■ **Text to read**

Let us look at the natural deduction rule for $\&$ (the same argument applies for the sequence calculus).  Suppose we wanted to teach somebody this rule, that we wanted to describe this rule.  Can we do so without using the word 'and' ? Indeed, can we describe anything or teach anybody how to do anything without the concepts mediated by the basic connectives (and specially intuitionistic connectives) as well as universals (senses, intensions, meanings, abstract ideas), that is, quantifiers not reducible to extensional, possibly infinitary disjunctions or conjunctions ? 

And how do we recognize the equivalence between different types of deductive system involving the 'same' connective ? We already need logic to describe and know the relationship between rule systems. Why do we accept that the cartesian product corresponds to conjunction and the disjoint union to disjunction (considered from the point of view of category theory) ?  Product and coproduct are presented differently than deduction or sequent rules. Yet we recognize the same concept and idea.

Practical philosophy

Primum vivere...Can practical philosophy lead us to the goal of philosophy itself, something that an abstracted compartmentalized philosophy cannot ? Sure, to refute popular philosophies, philosophies entrenched in institutions and upheld not by reason but by prestige and power,  is good and liberating.  But such Pyrrhonism does not suffice and is not enough to constitute a solid path, a modus vivendi. Language and the mind. These are indeed the great objects of investigation. But we need the right radical attitude, a praxis both practical and theoretical, a humility with regards to the elementary, lowly and the concrete which at the same time does not divorce  theory from  art, from ability. Why is it  so few can see logical analysis is lost without linguistic analysis ? Clarity of expression, clarity of meaning, would this not save us endless foggy labyrinths of pseudo-logical argument ? Linguistic analysis means doing linguistic analysis, it means living according to linguistic analysis in our everyday life-world. It means understanding the full significance of grammar  and lexicology,  including what relationship, attitude and work we ought to have, adopt and engage in.  Grammar itself requires an epokhe and a discarding of heaps of dogmatic theory - including undue focus on certain languages and on modern language at the expense of ancient language. A curious idea: a linguistic phenomenology in which we force meaning to manifest by trying to define - or tell stories about - concepts using only a fixed set of semantic primitives. The work of Anna Wierzbicka is very relevant here.

■ **Data extract**
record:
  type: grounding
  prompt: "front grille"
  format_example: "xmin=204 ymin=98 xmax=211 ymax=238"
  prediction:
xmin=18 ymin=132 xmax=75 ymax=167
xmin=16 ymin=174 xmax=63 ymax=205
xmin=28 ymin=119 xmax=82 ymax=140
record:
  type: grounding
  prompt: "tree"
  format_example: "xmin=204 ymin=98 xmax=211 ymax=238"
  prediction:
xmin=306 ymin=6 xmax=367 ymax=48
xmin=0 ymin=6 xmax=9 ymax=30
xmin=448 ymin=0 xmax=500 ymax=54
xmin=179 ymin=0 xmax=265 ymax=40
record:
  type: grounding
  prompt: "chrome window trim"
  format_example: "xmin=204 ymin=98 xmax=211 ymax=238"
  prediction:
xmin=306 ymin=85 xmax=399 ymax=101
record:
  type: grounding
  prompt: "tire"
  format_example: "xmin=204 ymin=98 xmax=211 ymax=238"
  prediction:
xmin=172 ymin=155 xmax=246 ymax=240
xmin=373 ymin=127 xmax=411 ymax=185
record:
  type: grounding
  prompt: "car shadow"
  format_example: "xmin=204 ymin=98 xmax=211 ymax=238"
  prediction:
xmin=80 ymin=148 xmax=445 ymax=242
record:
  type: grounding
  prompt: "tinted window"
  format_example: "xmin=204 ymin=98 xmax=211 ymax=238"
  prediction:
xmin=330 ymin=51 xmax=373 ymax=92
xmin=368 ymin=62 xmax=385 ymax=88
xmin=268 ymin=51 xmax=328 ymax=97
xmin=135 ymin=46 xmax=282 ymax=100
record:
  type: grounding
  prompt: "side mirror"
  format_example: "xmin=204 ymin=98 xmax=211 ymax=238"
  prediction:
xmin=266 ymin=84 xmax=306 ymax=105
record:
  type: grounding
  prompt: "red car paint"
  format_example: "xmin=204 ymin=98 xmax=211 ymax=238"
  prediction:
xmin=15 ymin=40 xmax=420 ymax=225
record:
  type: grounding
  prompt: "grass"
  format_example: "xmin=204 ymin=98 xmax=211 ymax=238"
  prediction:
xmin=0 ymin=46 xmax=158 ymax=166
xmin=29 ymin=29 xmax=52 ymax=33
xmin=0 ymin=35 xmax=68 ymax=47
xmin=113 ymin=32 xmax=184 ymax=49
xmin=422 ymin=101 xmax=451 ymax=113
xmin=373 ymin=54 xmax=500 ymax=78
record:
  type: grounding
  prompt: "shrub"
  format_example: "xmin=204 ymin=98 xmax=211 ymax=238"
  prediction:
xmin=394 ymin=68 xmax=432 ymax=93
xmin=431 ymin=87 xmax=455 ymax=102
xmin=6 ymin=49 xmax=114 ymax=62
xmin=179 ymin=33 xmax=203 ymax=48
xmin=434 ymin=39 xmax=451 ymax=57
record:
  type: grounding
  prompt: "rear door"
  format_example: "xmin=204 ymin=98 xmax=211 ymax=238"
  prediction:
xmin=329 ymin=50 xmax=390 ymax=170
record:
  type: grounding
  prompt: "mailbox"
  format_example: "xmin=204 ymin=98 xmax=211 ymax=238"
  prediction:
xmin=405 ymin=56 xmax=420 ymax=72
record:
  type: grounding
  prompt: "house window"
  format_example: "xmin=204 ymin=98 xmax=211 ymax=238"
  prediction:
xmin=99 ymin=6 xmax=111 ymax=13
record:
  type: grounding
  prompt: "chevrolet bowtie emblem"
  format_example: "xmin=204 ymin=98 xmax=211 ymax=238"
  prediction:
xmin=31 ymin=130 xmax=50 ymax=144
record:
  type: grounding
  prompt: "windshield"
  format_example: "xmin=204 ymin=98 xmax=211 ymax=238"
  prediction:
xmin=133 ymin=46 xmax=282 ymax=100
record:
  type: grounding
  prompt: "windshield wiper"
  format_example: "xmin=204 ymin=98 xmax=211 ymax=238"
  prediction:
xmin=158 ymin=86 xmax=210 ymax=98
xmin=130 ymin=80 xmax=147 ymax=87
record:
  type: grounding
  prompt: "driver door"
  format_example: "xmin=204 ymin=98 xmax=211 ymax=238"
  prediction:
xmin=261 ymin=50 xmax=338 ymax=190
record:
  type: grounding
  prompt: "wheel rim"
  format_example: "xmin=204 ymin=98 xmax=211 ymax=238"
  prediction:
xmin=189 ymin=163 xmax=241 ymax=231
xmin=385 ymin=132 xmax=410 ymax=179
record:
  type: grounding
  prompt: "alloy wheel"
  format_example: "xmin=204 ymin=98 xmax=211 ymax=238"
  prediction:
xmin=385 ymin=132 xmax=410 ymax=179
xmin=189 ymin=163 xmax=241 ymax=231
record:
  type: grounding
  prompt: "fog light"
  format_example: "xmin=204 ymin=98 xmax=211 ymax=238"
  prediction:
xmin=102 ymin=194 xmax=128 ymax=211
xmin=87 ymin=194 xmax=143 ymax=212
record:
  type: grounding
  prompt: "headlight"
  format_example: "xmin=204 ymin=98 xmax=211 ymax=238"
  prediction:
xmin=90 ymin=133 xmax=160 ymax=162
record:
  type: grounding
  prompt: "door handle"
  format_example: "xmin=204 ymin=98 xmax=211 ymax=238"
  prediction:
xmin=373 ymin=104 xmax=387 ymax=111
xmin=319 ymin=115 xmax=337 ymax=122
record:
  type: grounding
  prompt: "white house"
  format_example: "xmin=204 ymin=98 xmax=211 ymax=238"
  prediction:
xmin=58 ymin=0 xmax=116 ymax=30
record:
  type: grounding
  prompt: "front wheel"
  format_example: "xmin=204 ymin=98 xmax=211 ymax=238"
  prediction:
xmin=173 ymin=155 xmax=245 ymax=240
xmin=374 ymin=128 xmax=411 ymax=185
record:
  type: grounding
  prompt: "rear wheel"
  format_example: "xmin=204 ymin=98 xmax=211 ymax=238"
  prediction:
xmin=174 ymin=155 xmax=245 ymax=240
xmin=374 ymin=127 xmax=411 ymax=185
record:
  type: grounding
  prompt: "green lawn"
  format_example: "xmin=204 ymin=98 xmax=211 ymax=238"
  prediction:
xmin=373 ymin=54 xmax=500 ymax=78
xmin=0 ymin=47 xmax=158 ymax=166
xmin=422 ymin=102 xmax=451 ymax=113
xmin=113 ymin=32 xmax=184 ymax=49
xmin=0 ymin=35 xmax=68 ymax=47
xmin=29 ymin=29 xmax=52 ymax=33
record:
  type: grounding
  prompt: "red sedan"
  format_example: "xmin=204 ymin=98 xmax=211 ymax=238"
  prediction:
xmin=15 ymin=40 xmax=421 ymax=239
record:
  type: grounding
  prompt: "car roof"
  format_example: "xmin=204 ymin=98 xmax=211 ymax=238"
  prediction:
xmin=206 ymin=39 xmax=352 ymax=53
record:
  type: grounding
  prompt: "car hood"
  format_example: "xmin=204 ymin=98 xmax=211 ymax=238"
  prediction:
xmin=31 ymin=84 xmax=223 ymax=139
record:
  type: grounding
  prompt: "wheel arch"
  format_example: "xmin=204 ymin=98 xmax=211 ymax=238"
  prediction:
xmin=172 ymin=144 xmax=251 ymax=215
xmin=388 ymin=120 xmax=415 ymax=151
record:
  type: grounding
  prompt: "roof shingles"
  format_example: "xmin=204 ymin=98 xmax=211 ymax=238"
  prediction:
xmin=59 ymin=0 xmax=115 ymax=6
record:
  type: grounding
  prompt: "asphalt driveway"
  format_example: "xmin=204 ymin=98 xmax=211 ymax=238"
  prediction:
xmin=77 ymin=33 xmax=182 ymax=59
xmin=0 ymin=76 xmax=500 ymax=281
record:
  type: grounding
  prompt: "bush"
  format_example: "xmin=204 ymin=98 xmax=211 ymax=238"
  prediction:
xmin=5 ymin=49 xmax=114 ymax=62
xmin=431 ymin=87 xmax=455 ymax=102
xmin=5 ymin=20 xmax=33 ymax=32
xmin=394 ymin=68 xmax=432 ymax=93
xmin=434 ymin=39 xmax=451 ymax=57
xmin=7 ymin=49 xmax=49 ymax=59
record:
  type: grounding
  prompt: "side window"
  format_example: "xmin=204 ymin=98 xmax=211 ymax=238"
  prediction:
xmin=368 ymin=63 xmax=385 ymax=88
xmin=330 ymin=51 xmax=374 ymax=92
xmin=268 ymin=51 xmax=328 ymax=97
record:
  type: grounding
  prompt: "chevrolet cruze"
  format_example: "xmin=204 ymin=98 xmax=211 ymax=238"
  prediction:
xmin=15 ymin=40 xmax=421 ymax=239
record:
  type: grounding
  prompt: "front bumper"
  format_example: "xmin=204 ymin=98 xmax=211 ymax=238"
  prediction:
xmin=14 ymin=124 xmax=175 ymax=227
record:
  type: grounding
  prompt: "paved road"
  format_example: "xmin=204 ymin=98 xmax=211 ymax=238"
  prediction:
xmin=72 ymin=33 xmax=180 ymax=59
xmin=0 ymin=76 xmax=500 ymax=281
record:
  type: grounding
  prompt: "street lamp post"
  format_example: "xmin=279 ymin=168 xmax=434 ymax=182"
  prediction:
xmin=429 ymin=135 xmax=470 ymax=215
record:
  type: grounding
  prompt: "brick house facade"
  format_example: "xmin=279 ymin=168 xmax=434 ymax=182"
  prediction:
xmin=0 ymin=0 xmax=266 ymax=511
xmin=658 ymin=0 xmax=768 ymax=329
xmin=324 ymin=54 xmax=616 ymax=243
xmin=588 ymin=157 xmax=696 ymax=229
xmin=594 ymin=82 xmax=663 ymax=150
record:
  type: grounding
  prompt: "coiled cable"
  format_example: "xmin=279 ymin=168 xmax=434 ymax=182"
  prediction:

■ **Set task**
Please rewrite the text on logic and language between "Let us look" and "or conjunctions ?", inclusive, substituting "principle" for every "rule".

■ **The answer**
Let us look at the natural deduction principle for $\&$ (the same argument applies for the sequence calculus).  Suppose we wanted to teach somebody this principle, that we wanted to describe this principle.  Can we do so without using the word 'and' ? Indeed, can we describe anything or teach anybody how to do anything without the concepts mediated by the basic connectives (and specially intuitionistic connectives) as well as universals (senses, intensions, meanings, abstract ideas), that is, quantifiers not reducible to extensional, possibly infinitary disjunctions or conjunctions ?